- **Work order 1**:
In the memoir excerpt, what three conditions did the pituitary tumor cause?
- **Work order 2**:
Transcribe the part of the memoir excerpt that opens with the words containing "Well, it was" and closes with "and visual problems.".
- **Work order 3**:
Pick up the memoir excerpt about illness and a legal career after its final sentence, and continue writing it.

Well, it was working, but overworking — I couldn’t stop peeing. My family thought I just needed to stop drinking so much water and ignored the problem until I got in trouble for leaving class without permission. It was either pee on myself or risk the wrath of my Mami. I chose the latter. Instead of getting mad, she took me to see my pediatrician.
Doctors were confounded, thinking it might be sugar diabetes. It turned out to be a pituitary tumor that caused diabetes insipidus (not sugar diabetes), hormone imbalances, and visual problems.
Still, I persisted. I attended Cornell University, graduated with honors, and then placed into Georgetown University Law Center’s Public Interest Law Scholar’s program. Upon receiving my JD, I became one of the eight founding attorneys of the Bronx Defenders. I fought for people of color who were trapped in systemic poverty. I was proud of the work I was doing. Then, as luck would have it, this time not in my favor, I started to lose my hair, and my knees swelled so badly I couldn’t get out of bed. The doctors diagnosed me with lupus and four other autoimmune diseases (I like to go big or go home). Then a case of food poisoning landed me in the hospital. What was supposed to be routine medical care for severe dehydration turned into a coma.

- **Records**:
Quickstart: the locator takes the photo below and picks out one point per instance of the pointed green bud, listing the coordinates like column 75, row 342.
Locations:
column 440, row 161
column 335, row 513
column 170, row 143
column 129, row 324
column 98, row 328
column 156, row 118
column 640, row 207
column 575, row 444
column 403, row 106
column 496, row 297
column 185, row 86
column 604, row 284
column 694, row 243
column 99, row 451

- **Written response 1**:
Diabetes insipidus, hormone imbalances, and visual problems.

- **Written response 2**:
Well, it was working, but overworking — I couldn’t stop peeing. My family thought I just needed to stop drinking so much water and ignored the problem until I got in trouble for leaving class without permission. It was either pee on myself or risk the wrath of my Mami. I chose the latter. Instead of getting mad, she took me to see my pediatrician.
Doctors were confounded, thinking it might be sugar diabetes. It turned out to be a pituitary tumor that caused diabetes insipidus (not sugar diabetes), hormone imbalances, and visual problems.

- **Written response 3**:
I woke up unable to walk, talk, or take care of myself; from a medical standpoint, I was permanently disabled. I had a choice: I could wallow in shock and self-pity, or I could get on with it and learn how to walk and talk again. I opted for walking and talking again.
After six years of inpatient and outpatient therapy at Rusk Rehabilitation, I regained my balance, mind, and energy, but knew criminal defense law was out of the question for me. It required a level of stamina my brain could no longer withstand. I was back on my feet, just not in the way I had imagined. I was married to a wonderful man with whom I created a beautiful miracle child (the very child the doctors didn’t want me to have because of my health issues).
I went back to school to study Narrative Medicine at Columbia University, and now I teach Narrative Medicine at Columbia University. I also give talks to patient groups and doctors at hospitals. Every now and then, one or more of my autoimmune diseases flare up, and I have a setback, but I am grateful for my new life.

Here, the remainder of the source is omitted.